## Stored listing
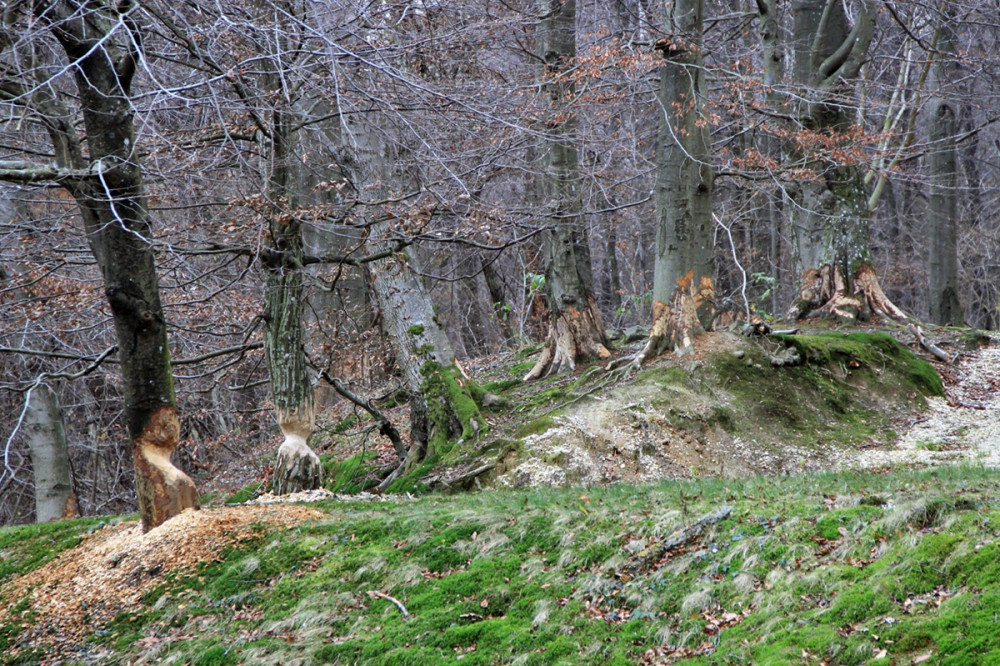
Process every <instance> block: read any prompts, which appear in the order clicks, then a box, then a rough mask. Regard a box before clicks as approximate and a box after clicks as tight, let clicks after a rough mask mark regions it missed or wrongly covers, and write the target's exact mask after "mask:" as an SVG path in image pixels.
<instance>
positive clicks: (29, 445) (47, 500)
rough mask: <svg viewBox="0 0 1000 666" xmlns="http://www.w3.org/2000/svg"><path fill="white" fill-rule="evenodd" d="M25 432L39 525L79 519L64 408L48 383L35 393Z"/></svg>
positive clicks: (34, 392)
mask: <svg viewBox="0 0 1000 666" xmlns="http://www.w3.org/2000/svg"><path fill="white" fill-rule="evenodd" d="M24 432H25V438H26V439H27V441H28V450H29V451H30V454H31V467H32V470H33V472H34V477H35V522H39V523H47V522H49V521H50V520H59V519H60V518H76V517H77V516H78V515H79V509H78V508H77V503H76V494H75V493H74V492H73V472H72V470H71V469H70V464H69V446H68V445H67V443H66V427H65V425H63V417H62V408H61V407H60V406H59V398H58V397H57V396H56V393H55V391H53V390H52V388H51V387H49V386H48V385H47V384H39V385H38V386H36V387H34V388H33V389H32V390H31V396H30V398H29V399H28V405H27V409H26V410H25V413H24Z"/></svg>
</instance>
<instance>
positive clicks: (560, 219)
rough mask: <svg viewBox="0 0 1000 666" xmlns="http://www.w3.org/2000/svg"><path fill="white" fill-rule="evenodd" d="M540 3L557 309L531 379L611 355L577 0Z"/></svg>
mask: <svg viewBox="0 0 1000 666" xmlns="http://www.w3.org/2000/svg"><path fill="white" fill-rule="evenodd" d="M538 9H539V13H540V15H541V21H540V22H539V26H538V31H537V40H538V47H537V51H538V54H539V56H540V57H541V60H542V62H543V63H544V64H543V65H542V67H541V69H540V71H539V79H540V82H541V85H542V90H543V92H544V93H545V94H546V96H547V98H548V99H547V102H548V105H549V108H548V112H547V114H546V117H545V128H546V131H547V136H546V138H545V140H544V145H543V147H542V151H541V153H542V173H541V174H540V178H539V182H540V187H541V192H542V206H543V207H544V210H545V215H546V217H547V218H548V220H547V221H548V224H549V226H550V230H549V232H548V233H547V234H546V236H545V243H544V255H545V286H546V291H547V293H548V300H549V303H548V305H549V312H550V315H551V316H550V324H549V333H548V339H547V340H546V343H545V348H544V350H543V351H542V355H541V357H540V358H539V360H538V362H537V363H536V364H535V367H534V368H532V369H531V371H530V372H529V373H528V374H527V375H526V376H525V379H526V380H531V379H537V378H539V377H543V376H545V375H547V374H550V373H555V372H562V371H565V370H572V369H573V368H574V367H575V366H576V362H577V360H579V359H581V358H588V357H599V358H607V357H608V356H610V352H609V351H608V349H607V346H608V341H607V339H606V338H605V334H604V324H603V323H602V321H601V314H600V311H599V310H598V308H597V301H596V299H595V297H594V280H593V273H592V268H591V264H590V248H589V244H588V239H587V230H586V224H585V222H584V219H583V214H582V208H583V203H582V199H581V180H580V161H579V154H578V151H577V120H576V111H575V109H573V108H572V106H571V102H572V100H573V98H574V96H575V89H574V86H573V83H572V81H571V80H570V78H569V76H568V72H569V69H570V68H571V67H572V65H573V61H574V59H575V58H576V3H575V0H539V2H538Z"/></svg>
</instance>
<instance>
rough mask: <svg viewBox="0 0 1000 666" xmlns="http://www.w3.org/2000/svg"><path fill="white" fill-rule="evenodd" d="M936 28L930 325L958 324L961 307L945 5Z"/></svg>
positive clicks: (931, 156) (930, 284)
mask: <svg viewBox="0 0 1000 666" xmlns="http://www.w3.org/2000/svg"><path fill="white" fill-rule="evenodd" d="M944 7H945V8H946V14H945V16H944V18H943V20H942V24H941V26H940V27H939V28H938V40H937V44H938V51H939V52H938V53H937V54H935V56H934V58H935V60H934V64H933V65H932V66H931V89H932V90H933V94H934V97H933V100H932V102H931V105H930V149H929V152H928V155H927V165H928V169H929V171H930V174H929V175H930V194H929V197H928V204H929V205H928V208H929V210H928V213H929V215H928V227H929V228H930V257H929V261H928V269H929V271H928V283H929V287H930V319H931V321H932V322H934V323H935V324H943V325H961V324H962V322H963V319H964V317H963V310H962V304H961V303H960V302H959V300H958V190H957V187H958V147H957V141H956V138H955V137H956V134H957V130H958V113H957V110H956V108H955V104H954V103H953V102H952V100H951V99H950V93H953V92H954V81H955V79H956V77H957V74H958V67H957V66H956V63H955V38H954V35H953V34H952V29H951V26H950V25H949V20H950V18H951V17H950V16H949V14H950V11H949V7H950V6H949V5H948V4H947V3H945V5H944Z"/></svg>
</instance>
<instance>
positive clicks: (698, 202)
mask: <svg viewBox="0 0 1000 666" xmlns="http://www.w3.org/2000/svg"><path fill="white" fill-rule="evenodd" d="M704 10H705V4H704V0H679V1H678V2H674V3H673V4H671V5H670V6H669V7H668V10H667V15H666V17H665V21H666V25H665V28H666V33H667V34H668V35H669V37H666V38H664V39H662V40H660V41H659V42H657V44H656V52H657V53H658V54H659V55H660V56H661V57H662V62H661V64H660V67H659V75H660V88H659V95H658V97H657V101H658V109H657V110H658V119H659V122H658V127H659V130H658V141H657V155H656V165H657V167H656V251H655V254H654V262H655V263H654V265H653V326H652V328H651V330H650V335H649V340H648V341H647V342H646V346H645V347H644V348H643V350H642V351H641V352H639V354H638V355H637V356H636V357H635V358H634V359H633V360H632V366H633V367H638V366H639V365H641V364H642V362H643V361H645V360H646V359H648V358H651V357H653V356H656V355H658V354H660V353H663V352H665V351H675V350H678V349H684V348H687V347H690V346H691V344H692V343H693V340H694V337H695V336H696V335H698V334H700V333H702V332H704V331H705V330H706V329H708V328H709V327H710V326H711V324H712V318H713V314H714V310H715V287H714V282H713V278H714V273H715V260H714V221H713V218H712V191H713V184H714V178H715V175H714V170H713V169H712V163H711V159H712V153H711V143H710V137H709V127H710V125H709V123H708V122H707V119H706V118H705V117H704V99H705V94H706V91H705V67H704V53H703V50H702V32H703V26H704Z"/></svg>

## Activity
Copy every line of the listing above verbatim, leaving out the pictures.

## Exercise response
Process every <instance> block: read any prompts, which appear in the order clicks, then a box, then a rough mask. Regard a box before clicks as approximate and a box after clicks as tight, let clicks after a rough mask mark regions it missed or wrongly covers, and write the target's exact mask after "mask:" as an SVG path in image pixels.
<instance>
positive clicks: (29, 445) (47, 500)
rough mask: <svg viewBox="0 0 1000 666" xmlns="http://www.w3.org/2000/svg"><path fill="white" fill-rule="evenodd" d="M25 432L39 525L79 519L64 408L48 383L35 393Z"/></svg>
positive clicks: (34, 392)
mask: <svg viewBox="0 0 1000 666" xmlns="http://www.w3.org/2000/svg"><path fill="white" fill-rule="evenodd" d="M24 432H25V438H26V439H27V441H28V450H29V451H30V454H31V467H32V470H33V472H34V477H35V522H39V523H47V522H49V521H50V520H59V519H60V518H76V517H77V516H78V515H79V509H78V508H77V503H76V494H75V493H74V492H73V472H72V470H71V469H70V464H69V446H68V445H67V443H66V427H65V425H63V417H62V408H61V407H60V406H59V398H58V397H57V396H56V393H55V391H53V390H52V388H51V387H49V386H48V385H47V384H39V385H38V386H36V387H34V388H33V389H32V390H31V396H30V398H29V399H28V405H27V409H26V410H25V413H24Z"/></svg>
</instance>
<instance>
positive clicks: (560, 219)
rough mask: <svg viewBox="0 0 1000 666" xmlns="http://www.w3.org/2000/svg"><path fill="white" fill-rule="evenodd" d="M540 3L557 309L531 379L611 355L577 0Z"/></svg>
mask: <svg viewBox="0 0 1000 666" xmlns="http://www.w3.org/2000/svg"><path fill="white" fill-rule="evenodd" d="M538 9H539V13H540V15H541V21H540V22H539V26H538V31H537V40H538V47H537V51H538V54H539V56H540V57H541V60H542V62H543V63H544V64H543V65H542V67H541V69H540V71H539V79H540V82H541V85H542V90H543V92H544V93H545V94H546V96H547V98H548V99H547V102H548V105H549V108H548V112H547V114H546V117H545V128H546V131H547V136H546V138H545V140H544V145H543V147H542V151H541V153H542V173H541V174H540V178H539V182H540V187H541V192H542V206H543V207H544V210H545V215H546V217H547V218H548V220H547V221H548V224H549V226H550V230H549V232H548V233H547V234H546V236H545V243H544V255H545V286H546V291H547V293H548V300H549V303H548V305H549V312H550V315H551V316H550V324H549V333H548V339H547V340H546V343H545V348H544V350H543V351H542V355H541V357H540V358H539V360H538V362H537V363H536V364H535V367H534V368H532V369H531V371H530V372H529V373H528V374H527V375H526V376H525V379H526V380H531V379H537V378H539V377H543V376H545V375H547V374H550V373H555V372H562V371H565V370H572V369H573V368H574V367H575V366H576V362H577V360H579V359H581V358H588V357H599V358H607V357H608V356H610V352H609V351H608V349H607V346H608V341H607V339H606V338H605V334H604V324H603V323H602V321H601V314H600V311H599V310H598V308H597V301H596V299H595V297H594V280H593V273H592V268H591V264H590V248H589V244H588V239H587V230H586V224H585V222H584V219H583V214H582V208H583V203H582V199H581V180H580V161H579V154H578V151H577V120H576V111H575V109H573V108H572V106H571V102H572V100H573V98H574V96H575V89H574V86H573V83H572V81H571V80H570V78H569V76H568V72H569V69H570V68H571V67H572V65H573V61H574V59H575V58H576V3H575V0H539V2H538Z"/></svg>
</instance>
<instance>
rough mask: <svg viewBox="0 0 1000 666" xmlns="http://www.w3.org/2000/svg"><path fill="white" fill-rule="evenodd" d="M936 28L930 325L958 324L961 307L945 5Z"/></svg>
positive clicks: (931, 156) (930, 284)
mask: <svg viewBox="0 0 1000 666" xmlns="http://www.w3.org/2000/svg"><path fill="white" fill-rule="evenodd" d="M944 7H945V8H946V14H945V16H944V18H943V20H942V24H941V26H940V27H939V28H938V40H937V44H938V51H939V52H938V53H937V54H935V56H934V58H935V60H934V64H933V65H932V66H931V89H932V90H933V94H934V97H933V100H932V102H931V105H930V149H929V152H928V155H927V165H928V169H929V171H930V174H929V175H930V194H929V197H928V204H929V205H928V208H929V210H928V213H929V215H928V227H929V228H930V257H929V261H928V269H929V271H928V283H929V287H930V319H931V321H932V322H934V323H935V324H943V325H961V324H962V322H963V319H964V317H963V310H962V304H961V303H960V302H959V300H958V190H957V187H958V147H957V141H956V138H955V137H956V134H957V130H958V113H957V110H956V108H955V104H954V103H953V102H952V100H951V99H950V93H953V92H954V81H955V79H956V77H957V74H958V67H957V66H956V63H955V38H954V35H953V34H952V29H951V26H950V25H949V20H950V18H951V17H950V16H949V14H950V11H949V7H950V6H949V5H948V4H947V3H945V5H944Z"/></svg>
</instance>
<instance>
positive clicks: (698, 202)
mask: <svg viewBox="0 0 1000 666" xmlns="http://www.w3.org/2000/svg"><path fill="white" fill-rule="evenodd" d="M704 10H705V4H704V0H679V1H678V2H674V3H673V4H671V5H670V6H669V7H668V10H667V15H666V17H665V21H666V25H665V28H666V33H667V34H668V35H669V37H666V38H664V39H662V40H660V41H659V42H657V44H656V52H657V53H658V54H659V55H660V56H661V57H662V62H661V64H660V67H659V75H660V88H659V95H658V97H657V101H658V109H657V110H658V119H659V122H658V127H659V130H658V141H657V155H656V165H657V167H656V251H655V254H654V262H655V263H654V265H653V326H652V328H651V330H650V335H649V340H648V341H647V342H646V346H645V347H644V348H643V350H642V351H641V352H639V354H638V355H637V356H636V357H635V358H634V359H633V360H632V366H633V367H638V366H639V365H641V364H642V362H643V361H645V360H646V359H648V358H651V357H653V356H656V355H658V354H660V353H663V352H665V351H675V350H678V349H684V348H687V347H690V346H691V344H692V343H693V340H694V337H695V336H696V335H698V334H700V333H702V332H704V331H705V330H706V329H708V328H709V327H710V326H711V324H712V318H713V314H714V310H715V287H714V282H713V278H714V273H715V260H714V221H713V218H712V191H713V184H714V178H715V175H714V170H713V169H712V163H711V159H712V153H711V143H710V137H709V127H710V125H709V123H708V122H707V119H706V118H705V117H704V99H705V94H706V91H705V67H704V53H703V50H702V32H703V26H704Z"/></svg>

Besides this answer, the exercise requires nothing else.